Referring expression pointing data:
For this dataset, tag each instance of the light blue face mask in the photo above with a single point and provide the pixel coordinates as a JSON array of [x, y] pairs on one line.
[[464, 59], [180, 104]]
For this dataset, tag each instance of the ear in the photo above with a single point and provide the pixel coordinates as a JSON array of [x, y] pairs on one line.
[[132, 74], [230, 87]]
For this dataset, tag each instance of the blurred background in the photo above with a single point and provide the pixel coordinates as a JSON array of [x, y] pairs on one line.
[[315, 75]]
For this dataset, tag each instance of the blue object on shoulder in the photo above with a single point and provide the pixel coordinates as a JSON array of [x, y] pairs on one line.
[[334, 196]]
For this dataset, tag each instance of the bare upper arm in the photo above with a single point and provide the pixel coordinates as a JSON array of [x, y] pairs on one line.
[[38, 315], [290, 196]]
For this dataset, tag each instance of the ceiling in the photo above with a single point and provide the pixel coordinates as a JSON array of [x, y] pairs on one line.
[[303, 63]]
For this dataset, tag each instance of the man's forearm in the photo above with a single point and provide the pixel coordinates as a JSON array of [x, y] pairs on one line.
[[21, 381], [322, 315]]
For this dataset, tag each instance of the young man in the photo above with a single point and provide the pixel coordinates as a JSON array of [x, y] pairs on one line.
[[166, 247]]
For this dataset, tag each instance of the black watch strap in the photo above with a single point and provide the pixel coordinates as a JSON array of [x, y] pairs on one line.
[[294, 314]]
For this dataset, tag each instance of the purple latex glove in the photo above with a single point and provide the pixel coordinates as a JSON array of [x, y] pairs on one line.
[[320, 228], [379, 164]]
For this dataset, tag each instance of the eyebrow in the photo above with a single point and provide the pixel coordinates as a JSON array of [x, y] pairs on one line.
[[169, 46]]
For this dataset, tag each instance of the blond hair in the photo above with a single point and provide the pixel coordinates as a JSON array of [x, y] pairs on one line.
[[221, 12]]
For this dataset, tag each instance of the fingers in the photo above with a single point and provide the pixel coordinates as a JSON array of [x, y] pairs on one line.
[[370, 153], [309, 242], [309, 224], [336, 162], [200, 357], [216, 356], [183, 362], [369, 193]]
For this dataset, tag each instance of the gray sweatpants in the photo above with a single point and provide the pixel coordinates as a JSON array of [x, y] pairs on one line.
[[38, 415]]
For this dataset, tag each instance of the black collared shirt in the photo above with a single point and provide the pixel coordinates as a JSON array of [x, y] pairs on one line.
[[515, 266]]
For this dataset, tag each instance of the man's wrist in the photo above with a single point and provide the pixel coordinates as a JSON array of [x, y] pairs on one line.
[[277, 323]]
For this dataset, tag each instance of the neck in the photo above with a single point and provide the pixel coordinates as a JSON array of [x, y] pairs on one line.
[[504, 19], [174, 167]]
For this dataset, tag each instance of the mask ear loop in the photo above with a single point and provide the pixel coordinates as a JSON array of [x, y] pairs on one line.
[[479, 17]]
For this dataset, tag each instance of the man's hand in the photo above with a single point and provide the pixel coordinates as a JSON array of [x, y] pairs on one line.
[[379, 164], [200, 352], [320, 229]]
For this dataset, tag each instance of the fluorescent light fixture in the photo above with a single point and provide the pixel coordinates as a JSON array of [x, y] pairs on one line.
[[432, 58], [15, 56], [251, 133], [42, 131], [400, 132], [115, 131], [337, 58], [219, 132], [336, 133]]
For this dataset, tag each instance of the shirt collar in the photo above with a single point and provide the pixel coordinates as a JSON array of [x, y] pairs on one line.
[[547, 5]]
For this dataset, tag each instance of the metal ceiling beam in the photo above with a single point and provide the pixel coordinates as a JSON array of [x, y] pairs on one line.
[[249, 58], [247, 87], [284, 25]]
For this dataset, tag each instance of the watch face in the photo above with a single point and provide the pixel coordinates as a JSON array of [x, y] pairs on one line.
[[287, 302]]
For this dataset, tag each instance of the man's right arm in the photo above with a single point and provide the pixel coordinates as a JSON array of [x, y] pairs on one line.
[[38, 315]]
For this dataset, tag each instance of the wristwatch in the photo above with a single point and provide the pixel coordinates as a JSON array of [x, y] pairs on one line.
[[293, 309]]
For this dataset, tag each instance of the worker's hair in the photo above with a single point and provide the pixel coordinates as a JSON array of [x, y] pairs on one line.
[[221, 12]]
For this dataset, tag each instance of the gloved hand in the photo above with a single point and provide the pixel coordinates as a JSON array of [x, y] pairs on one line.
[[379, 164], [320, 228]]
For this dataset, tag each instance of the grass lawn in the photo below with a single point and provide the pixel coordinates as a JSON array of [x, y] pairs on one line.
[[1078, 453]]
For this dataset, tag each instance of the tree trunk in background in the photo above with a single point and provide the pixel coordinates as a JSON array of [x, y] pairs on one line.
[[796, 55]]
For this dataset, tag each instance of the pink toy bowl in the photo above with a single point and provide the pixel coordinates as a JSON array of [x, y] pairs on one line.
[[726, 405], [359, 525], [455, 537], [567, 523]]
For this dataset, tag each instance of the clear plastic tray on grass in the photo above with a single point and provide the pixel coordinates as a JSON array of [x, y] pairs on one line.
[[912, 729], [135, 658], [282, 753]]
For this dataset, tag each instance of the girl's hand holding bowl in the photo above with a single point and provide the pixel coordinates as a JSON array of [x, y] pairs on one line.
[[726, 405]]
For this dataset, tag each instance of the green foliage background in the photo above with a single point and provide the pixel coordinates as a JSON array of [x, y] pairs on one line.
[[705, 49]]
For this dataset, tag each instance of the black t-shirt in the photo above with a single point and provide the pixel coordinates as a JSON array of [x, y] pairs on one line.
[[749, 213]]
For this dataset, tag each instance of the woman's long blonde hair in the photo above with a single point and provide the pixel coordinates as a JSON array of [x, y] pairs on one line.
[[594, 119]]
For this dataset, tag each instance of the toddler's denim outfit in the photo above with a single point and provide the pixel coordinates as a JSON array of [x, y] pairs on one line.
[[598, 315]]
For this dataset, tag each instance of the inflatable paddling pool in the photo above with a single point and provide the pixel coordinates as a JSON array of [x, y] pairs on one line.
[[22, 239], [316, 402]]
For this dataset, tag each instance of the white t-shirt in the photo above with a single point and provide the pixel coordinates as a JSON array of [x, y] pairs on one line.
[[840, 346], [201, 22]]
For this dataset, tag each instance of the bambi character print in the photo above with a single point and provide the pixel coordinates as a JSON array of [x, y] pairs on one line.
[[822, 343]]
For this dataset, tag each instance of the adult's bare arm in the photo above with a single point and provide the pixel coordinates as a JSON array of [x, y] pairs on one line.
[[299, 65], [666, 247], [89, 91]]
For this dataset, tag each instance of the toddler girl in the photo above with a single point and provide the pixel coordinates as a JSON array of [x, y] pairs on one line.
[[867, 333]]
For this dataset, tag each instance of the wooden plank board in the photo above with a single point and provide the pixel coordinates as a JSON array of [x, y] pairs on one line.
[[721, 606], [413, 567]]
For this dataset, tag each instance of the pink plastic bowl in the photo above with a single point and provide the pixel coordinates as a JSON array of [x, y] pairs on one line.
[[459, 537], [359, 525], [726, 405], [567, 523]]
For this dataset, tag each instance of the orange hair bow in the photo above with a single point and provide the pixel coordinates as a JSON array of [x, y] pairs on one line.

Work request:
Copy out exactly the lines running from the line with "For this dataset, tag each instance of the wooden" to the end of the records, inclusive.

Your response:
For this dataset, tag each instance of the wooden plank board in the photo above with a single point and provide the pixel coordinates as a JSON array of [x, y] pairs on one line.
[[721, 606], [413, 567]]
For this dataset, tag each instance of the pink plastic bowl in the photo above with a single point and provide the pixel coordinates as a JSON array of [x, y] pairs on one line.
[[459, 537], [359, 525], [726, 405], [567, 523]]
For this dataset, tag each instance of the orange hair bow in the photo above with a single point and provide the pixel coordinates as a JSON array of [x, y] pairs on one line.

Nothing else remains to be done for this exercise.